- [What this task involves] Of the lines below, write out exactly those from the line with "Target: water reflection" through the line with "Target: bridge deck", both included, and skip the rest.
══════
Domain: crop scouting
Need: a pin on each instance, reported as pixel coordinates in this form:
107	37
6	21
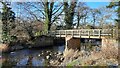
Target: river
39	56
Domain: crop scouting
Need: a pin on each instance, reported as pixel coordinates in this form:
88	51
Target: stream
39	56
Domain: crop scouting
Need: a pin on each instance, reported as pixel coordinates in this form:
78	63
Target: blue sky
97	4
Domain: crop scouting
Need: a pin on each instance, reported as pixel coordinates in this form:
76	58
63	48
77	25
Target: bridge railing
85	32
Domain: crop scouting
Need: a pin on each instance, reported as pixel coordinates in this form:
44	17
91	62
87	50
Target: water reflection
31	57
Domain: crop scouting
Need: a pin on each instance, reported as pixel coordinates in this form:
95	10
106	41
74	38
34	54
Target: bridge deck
══════
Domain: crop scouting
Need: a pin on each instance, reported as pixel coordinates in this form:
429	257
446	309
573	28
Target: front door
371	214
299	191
══════
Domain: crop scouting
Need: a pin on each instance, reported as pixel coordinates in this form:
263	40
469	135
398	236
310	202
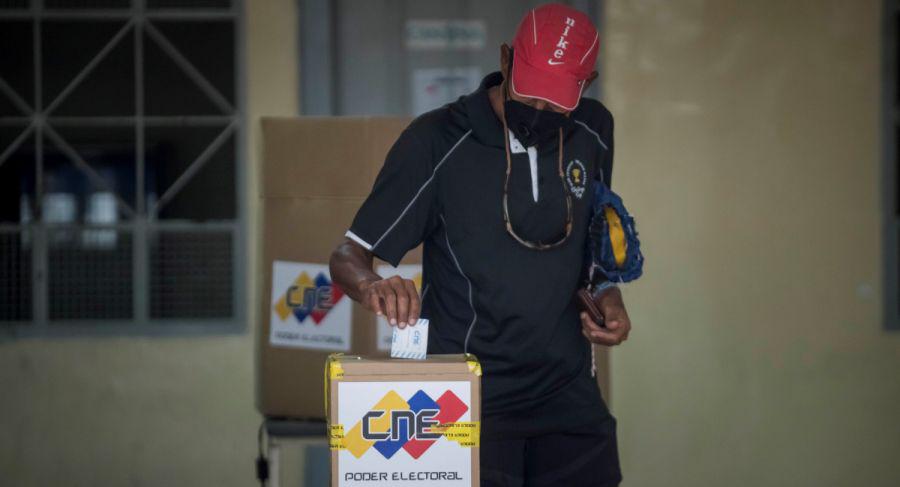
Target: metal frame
══════
- [Solution to this task]
Target: water reflection
31	57
Domain: crop scouting
Need: a pin on each instance, reported as pixel coordinates in this form:
95	10
106	41
74	38
34	54
Target: bridge deck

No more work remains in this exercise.